§ PAGE TEXT:
In [None]:
import pandas as pd



### Concat or Union Operation in Pandas
- In Pandas, you can combine or concatenate DataFrames using union-like operations, which are performed using the concat() function or the append() method. 
- These operations are similar to SQL UNION and allow you to stack DataFrames either vertically (row-wise) or horizontally (column-wise).

In [None]:
# creating df1
emp= {"name":["Rohish","Rahul","Priya"],"gender":["Male","Male","Female"], "email":["rohish@gmail.com","rahul@gmail.com","priya@gmail.com"] }
df1 = pd.DataFrame(emp)
df1

Unnamed: 0,name,gender,email
0,Rohish,Male,rohish@gmail.com
1,Rahul,Male,rahul@gmail.com
2,Priya,Female,priya@gmail.com


In [None]:
# creating df2
emp= {"name":["Pankaj","Sumit"],"gender":["Male","Male"], "email":["Pankaj@gmail.com","Sumit@gmail.com"] }
df2 = pd.DataFrame(emp)
df2

Unnamed: 0,name,gender,email
0,Pankaj,Male,Pankaj@gmail.com
1,Sumit,Male,Sumit@gmail.com


#### Vertical Concatenation (Row-wise)

§ WRITTEN INSTRUCTION 1:
Answer these questions using the notebook on concatenating DataFrames in pandas:
(a) Which function and which method does the notebook name for combining DataFrames?
(b) Which SQL operation does it compare these operations to?
(c) What gender is recorded for Priya in df1?
§ WRITTEN INSTRUCTION 2:
List every name in the "name" column of df1 and df2 in the pandas concatenation notebook.
§ WRITTEN INSTRUCTION 3:
Carry on the notebook on concatenating DataFrames in pandas, starting right after its final heading.

(Object point labels)
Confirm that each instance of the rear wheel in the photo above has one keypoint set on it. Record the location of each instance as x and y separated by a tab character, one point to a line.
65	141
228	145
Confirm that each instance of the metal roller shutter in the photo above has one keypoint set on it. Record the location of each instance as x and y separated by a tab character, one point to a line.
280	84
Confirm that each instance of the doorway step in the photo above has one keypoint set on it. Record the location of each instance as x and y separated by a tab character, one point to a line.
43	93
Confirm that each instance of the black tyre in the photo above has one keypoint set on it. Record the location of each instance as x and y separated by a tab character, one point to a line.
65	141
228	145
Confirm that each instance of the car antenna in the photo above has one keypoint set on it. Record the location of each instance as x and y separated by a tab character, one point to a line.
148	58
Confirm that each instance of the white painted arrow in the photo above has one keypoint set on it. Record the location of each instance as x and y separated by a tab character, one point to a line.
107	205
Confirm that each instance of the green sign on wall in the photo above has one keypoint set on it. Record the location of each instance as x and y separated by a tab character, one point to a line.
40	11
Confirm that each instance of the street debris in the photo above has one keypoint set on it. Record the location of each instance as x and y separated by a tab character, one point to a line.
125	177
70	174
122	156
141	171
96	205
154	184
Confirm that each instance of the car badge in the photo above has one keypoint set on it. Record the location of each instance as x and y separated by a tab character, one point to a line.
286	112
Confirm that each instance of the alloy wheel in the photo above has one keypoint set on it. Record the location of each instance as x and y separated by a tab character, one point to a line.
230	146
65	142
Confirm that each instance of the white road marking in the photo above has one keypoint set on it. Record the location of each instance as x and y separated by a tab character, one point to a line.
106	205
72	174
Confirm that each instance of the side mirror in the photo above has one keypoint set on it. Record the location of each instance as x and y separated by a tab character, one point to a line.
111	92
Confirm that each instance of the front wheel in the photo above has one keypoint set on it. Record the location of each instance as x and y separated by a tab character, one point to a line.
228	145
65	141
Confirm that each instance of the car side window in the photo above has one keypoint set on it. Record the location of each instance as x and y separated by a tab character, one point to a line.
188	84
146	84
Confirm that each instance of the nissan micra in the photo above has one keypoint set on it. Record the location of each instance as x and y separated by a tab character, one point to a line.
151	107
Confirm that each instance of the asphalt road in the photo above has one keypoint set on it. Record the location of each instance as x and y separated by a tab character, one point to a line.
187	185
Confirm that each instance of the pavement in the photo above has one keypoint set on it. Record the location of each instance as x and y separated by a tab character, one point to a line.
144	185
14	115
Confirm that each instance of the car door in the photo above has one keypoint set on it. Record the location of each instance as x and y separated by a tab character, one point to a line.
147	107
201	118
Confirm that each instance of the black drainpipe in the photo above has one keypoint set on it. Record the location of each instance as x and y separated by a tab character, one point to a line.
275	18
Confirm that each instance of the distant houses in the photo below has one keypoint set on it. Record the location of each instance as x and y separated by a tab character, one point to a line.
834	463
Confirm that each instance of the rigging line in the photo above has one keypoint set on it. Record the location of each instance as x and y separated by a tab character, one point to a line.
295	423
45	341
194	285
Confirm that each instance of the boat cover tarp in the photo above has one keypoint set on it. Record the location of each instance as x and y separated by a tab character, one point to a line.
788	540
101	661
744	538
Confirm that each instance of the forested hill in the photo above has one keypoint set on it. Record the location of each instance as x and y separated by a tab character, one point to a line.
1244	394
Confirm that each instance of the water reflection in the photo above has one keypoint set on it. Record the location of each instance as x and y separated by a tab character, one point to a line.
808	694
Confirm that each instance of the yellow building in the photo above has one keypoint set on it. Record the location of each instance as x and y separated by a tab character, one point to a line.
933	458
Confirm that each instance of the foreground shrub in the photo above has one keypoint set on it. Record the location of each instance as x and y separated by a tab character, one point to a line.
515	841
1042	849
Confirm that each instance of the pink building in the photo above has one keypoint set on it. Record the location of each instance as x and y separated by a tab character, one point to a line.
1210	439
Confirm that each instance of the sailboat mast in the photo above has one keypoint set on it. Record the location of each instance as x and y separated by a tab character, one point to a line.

§ WRITTEN RESPONSE 1:
(a) The concat() function and the append() method.
(b) SQL UNION.
(c) Female.

§ WRITTEN RESPONSE 2:
Rohish, Rahul, Priya, Pankaj, Sumit

§ WRITTEN RESPONSE 3:
This operation is similar to a SQL UNION ALL where you stack DataFrames on top of each other.

In [None]:
# union / appending 2 dataframes
pd.concat([df1, df2])
pd.concat([df1, df2], axis=0) # by default axix = 0 

Unnamed: 0,name,gender,email
0,Rohish,Male,rohish@gmail.com
1,Rahul,Male,rahul@gmail.com
2,Priya,Female,priya@gmail.com
0,Pankaj,Male,Pankaj@gmail.com
1,Sumit,Male,Sumit@gmail.com


In [None]:
# By default, the index is preserved. To ignore the index and reset it, you can use: ignore_index=True
pd.concat([df1, df2], ignore_index=True)

Unnamed: 0,name,gender,email
0,Rohish,Male,rohish@gmail.com
1,Rahul,Male,rahul@gmail.com
2,Priya,Female,priya@gmail.com
3,Pankaj,Male,Pankaj@gmail.com
4,Sumit,Male,Sumit@gmail.com


##### Using append() for Vertical Concatenation
You can also use the append() method for vertical concatenation.

In [None]:
df1.append(df2, ignore_index=True)

  df1.append(df2, ignore_index=True)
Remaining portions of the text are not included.